| Records |
*****

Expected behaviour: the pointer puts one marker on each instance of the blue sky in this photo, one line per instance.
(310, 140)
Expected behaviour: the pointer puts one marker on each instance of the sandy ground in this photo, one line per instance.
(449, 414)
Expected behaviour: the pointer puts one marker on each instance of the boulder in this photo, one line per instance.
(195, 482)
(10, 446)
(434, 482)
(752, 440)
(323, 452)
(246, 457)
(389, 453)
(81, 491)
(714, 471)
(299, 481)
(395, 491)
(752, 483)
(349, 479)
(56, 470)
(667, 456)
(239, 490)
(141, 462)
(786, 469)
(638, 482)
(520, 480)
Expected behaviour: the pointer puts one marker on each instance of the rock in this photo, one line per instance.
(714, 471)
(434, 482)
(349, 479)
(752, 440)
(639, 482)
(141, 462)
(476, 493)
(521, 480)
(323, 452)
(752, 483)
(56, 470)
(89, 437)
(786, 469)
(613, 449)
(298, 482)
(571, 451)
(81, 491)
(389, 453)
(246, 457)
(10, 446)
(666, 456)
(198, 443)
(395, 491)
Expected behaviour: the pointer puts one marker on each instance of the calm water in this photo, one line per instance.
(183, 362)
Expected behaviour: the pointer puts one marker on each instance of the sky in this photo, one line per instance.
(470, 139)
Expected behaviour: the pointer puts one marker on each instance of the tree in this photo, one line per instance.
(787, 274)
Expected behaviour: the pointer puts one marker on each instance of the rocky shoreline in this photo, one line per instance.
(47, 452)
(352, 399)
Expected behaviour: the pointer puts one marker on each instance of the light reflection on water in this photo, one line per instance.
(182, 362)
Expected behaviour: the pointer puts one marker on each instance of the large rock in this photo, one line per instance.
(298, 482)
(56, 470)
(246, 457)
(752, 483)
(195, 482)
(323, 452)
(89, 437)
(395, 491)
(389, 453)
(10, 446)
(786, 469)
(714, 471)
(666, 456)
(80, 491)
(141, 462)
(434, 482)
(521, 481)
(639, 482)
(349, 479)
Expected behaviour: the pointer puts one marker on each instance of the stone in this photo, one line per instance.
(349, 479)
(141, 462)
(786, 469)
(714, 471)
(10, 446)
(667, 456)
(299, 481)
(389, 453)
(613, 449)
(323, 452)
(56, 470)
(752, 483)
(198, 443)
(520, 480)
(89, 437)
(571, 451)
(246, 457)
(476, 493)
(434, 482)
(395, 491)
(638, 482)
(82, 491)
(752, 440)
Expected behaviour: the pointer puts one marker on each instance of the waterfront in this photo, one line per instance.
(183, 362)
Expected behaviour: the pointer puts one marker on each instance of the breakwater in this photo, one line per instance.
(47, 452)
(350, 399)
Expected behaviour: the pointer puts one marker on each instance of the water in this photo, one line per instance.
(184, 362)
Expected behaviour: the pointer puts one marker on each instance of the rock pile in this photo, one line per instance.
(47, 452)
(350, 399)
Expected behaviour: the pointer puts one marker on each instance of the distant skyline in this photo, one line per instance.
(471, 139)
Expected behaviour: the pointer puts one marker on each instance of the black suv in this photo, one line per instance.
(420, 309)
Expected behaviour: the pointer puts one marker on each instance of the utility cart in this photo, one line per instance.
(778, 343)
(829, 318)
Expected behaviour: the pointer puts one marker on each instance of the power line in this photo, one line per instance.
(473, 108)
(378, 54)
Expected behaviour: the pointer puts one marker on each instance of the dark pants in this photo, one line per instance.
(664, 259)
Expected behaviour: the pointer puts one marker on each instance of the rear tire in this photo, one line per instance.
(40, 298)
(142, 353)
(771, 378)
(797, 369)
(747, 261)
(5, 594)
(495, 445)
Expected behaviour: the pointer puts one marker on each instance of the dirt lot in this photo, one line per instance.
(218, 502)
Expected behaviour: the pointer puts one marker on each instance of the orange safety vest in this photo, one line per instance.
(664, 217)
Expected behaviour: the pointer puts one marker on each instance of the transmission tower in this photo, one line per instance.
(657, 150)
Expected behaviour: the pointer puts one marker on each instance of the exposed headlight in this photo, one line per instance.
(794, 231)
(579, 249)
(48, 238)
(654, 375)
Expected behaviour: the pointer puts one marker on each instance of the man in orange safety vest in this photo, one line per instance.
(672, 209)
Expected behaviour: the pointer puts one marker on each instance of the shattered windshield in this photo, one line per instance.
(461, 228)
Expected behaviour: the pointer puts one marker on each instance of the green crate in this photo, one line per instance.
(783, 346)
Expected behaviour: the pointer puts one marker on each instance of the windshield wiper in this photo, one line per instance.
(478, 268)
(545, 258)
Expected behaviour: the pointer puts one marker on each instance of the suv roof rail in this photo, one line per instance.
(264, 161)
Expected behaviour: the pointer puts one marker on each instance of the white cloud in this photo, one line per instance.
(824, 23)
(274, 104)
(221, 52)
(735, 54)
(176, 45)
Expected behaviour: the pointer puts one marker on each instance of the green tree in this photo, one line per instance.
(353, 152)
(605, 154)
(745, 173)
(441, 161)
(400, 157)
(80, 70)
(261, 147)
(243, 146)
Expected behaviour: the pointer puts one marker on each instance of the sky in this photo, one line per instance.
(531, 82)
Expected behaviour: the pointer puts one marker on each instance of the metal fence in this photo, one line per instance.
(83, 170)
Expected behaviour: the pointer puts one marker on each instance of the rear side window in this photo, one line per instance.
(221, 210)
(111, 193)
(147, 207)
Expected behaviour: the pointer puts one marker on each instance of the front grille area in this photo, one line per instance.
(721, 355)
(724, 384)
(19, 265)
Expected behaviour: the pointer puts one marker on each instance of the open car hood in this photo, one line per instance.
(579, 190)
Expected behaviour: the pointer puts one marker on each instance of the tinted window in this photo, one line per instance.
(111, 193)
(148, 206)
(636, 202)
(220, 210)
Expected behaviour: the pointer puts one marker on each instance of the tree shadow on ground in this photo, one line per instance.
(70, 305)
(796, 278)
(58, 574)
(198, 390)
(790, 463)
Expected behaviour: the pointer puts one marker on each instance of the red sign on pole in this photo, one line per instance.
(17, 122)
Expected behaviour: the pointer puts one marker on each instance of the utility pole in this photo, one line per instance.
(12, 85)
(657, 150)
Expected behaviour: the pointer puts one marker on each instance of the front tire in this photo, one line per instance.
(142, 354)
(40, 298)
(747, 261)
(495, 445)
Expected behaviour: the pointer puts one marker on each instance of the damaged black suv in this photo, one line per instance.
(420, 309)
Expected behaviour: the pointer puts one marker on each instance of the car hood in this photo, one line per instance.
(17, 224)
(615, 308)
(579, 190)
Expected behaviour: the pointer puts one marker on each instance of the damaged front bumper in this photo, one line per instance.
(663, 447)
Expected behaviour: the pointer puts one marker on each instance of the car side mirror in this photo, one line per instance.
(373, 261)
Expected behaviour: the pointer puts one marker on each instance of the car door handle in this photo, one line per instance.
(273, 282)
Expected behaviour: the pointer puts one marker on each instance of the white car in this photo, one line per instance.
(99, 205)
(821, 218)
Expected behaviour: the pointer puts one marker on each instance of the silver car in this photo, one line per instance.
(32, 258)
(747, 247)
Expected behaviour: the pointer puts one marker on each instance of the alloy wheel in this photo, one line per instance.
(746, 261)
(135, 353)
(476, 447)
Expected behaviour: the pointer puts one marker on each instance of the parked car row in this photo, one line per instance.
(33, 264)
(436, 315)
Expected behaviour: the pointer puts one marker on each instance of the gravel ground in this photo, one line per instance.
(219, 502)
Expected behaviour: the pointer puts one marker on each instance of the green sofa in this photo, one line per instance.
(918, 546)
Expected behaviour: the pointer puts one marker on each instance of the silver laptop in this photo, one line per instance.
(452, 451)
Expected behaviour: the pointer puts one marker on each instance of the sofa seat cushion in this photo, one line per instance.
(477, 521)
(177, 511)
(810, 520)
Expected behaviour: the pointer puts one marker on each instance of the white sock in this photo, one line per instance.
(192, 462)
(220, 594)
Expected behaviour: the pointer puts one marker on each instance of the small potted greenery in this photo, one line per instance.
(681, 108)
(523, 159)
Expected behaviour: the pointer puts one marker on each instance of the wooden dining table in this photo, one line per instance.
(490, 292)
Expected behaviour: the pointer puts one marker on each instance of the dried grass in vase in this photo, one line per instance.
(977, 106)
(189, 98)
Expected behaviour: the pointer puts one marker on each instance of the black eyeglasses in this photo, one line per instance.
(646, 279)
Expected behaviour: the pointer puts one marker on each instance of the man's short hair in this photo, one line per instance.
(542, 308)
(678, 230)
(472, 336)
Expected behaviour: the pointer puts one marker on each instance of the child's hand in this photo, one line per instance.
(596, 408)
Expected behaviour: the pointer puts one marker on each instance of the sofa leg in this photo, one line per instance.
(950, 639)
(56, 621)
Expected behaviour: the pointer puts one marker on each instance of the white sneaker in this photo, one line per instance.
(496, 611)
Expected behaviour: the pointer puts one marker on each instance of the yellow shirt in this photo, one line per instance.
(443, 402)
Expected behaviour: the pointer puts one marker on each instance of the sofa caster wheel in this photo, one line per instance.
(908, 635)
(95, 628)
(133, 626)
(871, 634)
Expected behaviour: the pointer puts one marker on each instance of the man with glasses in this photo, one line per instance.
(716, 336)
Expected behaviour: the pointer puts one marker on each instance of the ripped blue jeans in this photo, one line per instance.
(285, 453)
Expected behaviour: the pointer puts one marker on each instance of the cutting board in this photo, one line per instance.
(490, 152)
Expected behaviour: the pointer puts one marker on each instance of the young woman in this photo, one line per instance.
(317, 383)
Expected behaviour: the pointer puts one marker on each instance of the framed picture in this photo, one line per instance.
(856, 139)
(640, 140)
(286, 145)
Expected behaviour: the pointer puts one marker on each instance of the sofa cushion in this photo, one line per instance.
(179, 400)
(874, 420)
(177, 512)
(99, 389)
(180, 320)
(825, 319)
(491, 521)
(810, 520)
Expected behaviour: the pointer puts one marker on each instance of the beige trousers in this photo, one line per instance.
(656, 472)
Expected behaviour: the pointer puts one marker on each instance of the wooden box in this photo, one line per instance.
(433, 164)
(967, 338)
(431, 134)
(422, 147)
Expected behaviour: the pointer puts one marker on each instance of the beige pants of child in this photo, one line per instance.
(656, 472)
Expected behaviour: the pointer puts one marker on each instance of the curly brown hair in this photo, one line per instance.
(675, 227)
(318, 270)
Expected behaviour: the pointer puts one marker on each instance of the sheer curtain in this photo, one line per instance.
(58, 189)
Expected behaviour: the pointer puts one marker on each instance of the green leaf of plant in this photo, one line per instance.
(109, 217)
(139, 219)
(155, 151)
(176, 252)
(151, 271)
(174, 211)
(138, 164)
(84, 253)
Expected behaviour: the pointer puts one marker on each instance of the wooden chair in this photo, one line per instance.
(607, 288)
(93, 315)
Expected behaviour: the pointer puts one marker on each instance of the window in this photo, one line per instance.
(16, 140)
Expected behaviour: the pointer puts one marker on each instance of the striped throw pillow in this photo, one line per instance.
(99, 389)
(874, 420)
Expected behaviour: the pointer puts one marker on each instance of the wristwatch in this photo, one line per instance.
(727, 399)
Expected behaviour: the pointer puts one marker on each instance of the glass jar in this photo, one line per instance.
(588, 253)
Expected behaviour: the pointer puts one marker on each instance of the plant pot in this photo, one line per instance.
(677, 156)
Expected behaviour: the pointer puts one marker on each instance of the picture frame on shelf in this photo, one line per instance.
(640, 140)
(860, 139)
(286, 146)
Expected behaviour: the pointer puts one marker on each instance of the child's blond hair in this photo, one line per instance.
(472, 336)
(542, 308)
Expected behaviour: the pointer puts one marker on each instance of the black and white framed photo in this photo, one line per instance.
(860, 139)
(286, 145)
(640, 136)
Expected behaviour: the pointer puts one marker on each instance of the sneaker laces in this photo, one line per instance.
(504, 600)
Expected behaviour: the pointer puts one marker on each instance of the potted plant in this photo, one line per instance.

*****

| Problem requirements |
Repeat, without change, each line of the data above from the one that contains "chair in this photo, one line per instance." through the final line, counting both.

| Completed exercise |
Expected behaviour: the pointer puts one marker on each instance of the wooden chair in this photo, one line per instance.
(607, 288)
(93, 315)
Expected behaviour: the pointer puts one marker on each instance of the window in this photo, one line per instance.
(16, 140)
Expected behaviour: the pointer puts one marker on each instance of the striped throw pillow in this photo, one line per instance.
(99, 389)
(874, 420)
Expected behaviour: the pointer puts one marker on each instance of the wristwatch in this photo, one line per instance.
(727, 399)
Expected behaviour: the pointer puts one marker on each instance of the glass jar in this photo, one line per instance.
(588, 253)
Expected behaviour: the pointer puts one marker on each instance of the plant pot in this photo, one line per instance.
(677, 156)
Expected behaviour: the pointer puts one marker on each instance of the picture frame on shelf in this photo, one line per instance.
(640, 140)
(860, 139)
(286, 146)
Expected behaviour: the pointer puts one marker on each instance of the child's blond hair in this photo, one line per instance.
(472, 336)
(542, 308)
Expected behaviour: the pointer puts one marker on each instance of the black and white framed photo in this photo, one line per instance.
(860, 139)
(286, 145)
(640, 136)
Expected behaviour: the pointer puts one marker on each instance of the sneaker laces in this photo, one line per instance.
(504, 600)
Expected behaviour: the pointer puts one marker on each instance of the potted plant in this photo, one line per instance.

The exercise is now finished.